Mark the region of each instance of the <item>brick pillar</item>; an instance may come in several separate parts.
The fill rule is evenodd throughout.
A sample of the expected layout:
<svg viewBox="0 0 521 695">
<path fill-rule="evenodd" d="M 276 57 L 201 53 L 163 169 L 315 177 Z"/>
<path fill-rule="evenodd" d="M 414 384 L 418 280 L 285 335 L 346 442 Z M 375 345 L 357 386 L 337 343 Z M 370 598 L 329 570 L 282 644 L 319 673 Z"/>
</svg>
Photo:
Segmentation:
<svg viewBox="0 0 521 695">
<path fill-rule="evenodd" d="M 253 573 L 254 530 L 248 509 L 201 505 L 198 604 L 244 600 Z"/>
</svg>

::::::::::

#### [To be done]
Convert every line of the records above into a JSON array of strings, one string per line, omitting any blank lines.

#### [Reply to the exercise]
[
  "Mark the region of each instance of the <item>brick pillar</item>; an instance may come in several separate parts.",
  "The fill rule is evenodd throughout.",
  "A sample of the expected layout:",
  "<svg viewBox=\"0 0 521 695\">",
  "<path fill-rule=\"evenodd\" d=\"M 276 57 L 201 53 L 163 169 L 315 177 Z\"/>",
  "<path fill-rule=\"evenodd\" d=\"M 414 384 L 418 280 L 285 335 L 346 442 Z M 375 345 L 357 386 L 337 343 Z M 370 598 L 329 570 L 282 644 L 319 673 Z\"/>",
  "</svg>",
  "Photo:",
  "Segmentation:",
  "<svg viewBox=\"0 0 521 695\">",
  "<path fill-rule=\"evenodd\" d=\"M 253 573 L 254 530 L 248 509 L 201 505 L 198 604 L 244 600 Z\"/>",
  "</svg>"
]